**読む文章**

══════════

リトル・チルドレンの性的異常者や、ウォッチメンのロールシャッハのイメージが強い。本作では多分ギャグキャラとして通す?演技力はピカイチなので、期待大。

 そして、どうしてクロエ嬢はいつもこんな役になるんだか。完全にキック・アスの延長線上だね。ドS女優一直線や。スーパー8のエル・ファニングみたいな清純派とは全然違う毛色で頑張っております。


 ついでに、ジョニー・デップとミシェル・ファイファーにも期待しておこう。


2012年3月23日金曜日

オバマ大統領の手話


アメリカ・メリーランド州で開かれた、とある集会での出来事。




聴覚障害の参加者「(手話)あなたを誇りに思う。」

オバマ大統領 「(手話)ありがとう。」

══════════

**提供データ**
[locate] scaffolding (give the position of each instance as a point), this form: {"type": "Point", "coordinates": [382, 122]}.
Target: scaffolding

══════════

**取り組む課題**
[1] 本文のうち「リトル・チルドレンの性的異常」を含む語句から書き始め、「違う毛色で頑張っております。」まで書いたところで止めて、そのまま打ち直してください。
[2] 本文の内容を二文で要約する。
解答の根拠には本文だけを用いる。

**練習の解答**
[1]
リトル・チルドレンの性的異常者や、ウォッチメンのロールシャッハのイメージが強い。本作では多分ギャグキャラとして通す?演技力はピカイチなので、期待大。

 そして、どうしてクロエ嬢はいつもこんな役になるんだか。完全にキック・アスの延長線上だね。ドS女優一直線や。スーパー8のエル・ファニングみたいな清純派とは全然違う毛色で頑張っております。

[2] クロエ嬢はいつもキック・アスの延長線上のようなドSな役で、スーパー8のエル・ファニングのような清純派とは毛色が違うと述べたうえで、ジョニー・デップとミシェル・ファイファーにも期待を寄せている。2012年3月23日の項では、メリーランド州の集会で聴覚障害の参加者が手話で「あなたを誇りに思う」と伝え、オバマ大統領が手話で「ありがとう」と応えた出来事を紹介している。